Records supplied:

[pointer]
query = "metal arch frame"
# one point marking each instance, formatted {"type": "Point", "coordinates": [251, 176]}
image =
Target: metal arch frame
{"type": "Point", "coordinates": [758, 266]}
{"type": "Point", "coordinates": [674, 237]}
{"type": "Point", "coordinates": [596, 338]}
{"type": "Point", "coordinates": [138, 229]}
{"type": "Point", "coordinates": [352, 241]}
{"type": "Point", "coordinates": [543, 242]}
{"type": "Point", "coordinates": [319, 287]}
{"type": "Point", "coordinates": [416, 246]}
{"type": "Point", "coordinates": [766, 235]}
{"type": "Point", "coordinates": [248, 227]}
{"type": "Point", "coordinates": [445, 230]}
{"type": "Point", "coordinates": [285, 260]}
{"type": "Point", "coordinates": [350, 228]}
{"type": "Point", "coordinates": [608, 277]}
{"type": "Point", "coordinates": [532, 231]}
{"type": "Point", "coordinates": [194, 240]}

Exercise prompt: Recreate the listing word for word, omitting nothing.

Completed exercise:
[pointer]
query = "metal arch frame"
# one point marking each instance, formatted {"type": "Point", "coordinates": [251, 176]}
image =
Target: metal arch frame
{"type": "Point", "coordinates": [758, 266]}
{"type": "Point", "coordinates": [674, 237]}
{"type": "Point", "coordinates": [596, 338]}
{"type": "Point", "coordinates": [138, 229]}
{"type": "Point", "coordinates": [352, 241]}
{"type": "Point", "coordinates": [543, 242]}
{"type": "Point", "coordinates": [319, 287]}
{"type": "Point", "coordinates": [416, 246]}
{"type": "Point", "coordinates": [766, 235]}
{"type": "Point", "coordinates": [248, 227]}
{"type": "Point", "coordinates": [445, 230]}
{"type": "Point", "coordinates": [285, 260]}
{"type": "Point", "coordinates": [350, 228]}
{"type": "Point", "coordinates": [608, 277]}
{"type": "Point", "coordinates": [532, 231]}
{"type": "Point", "coordinates": [194, 240]}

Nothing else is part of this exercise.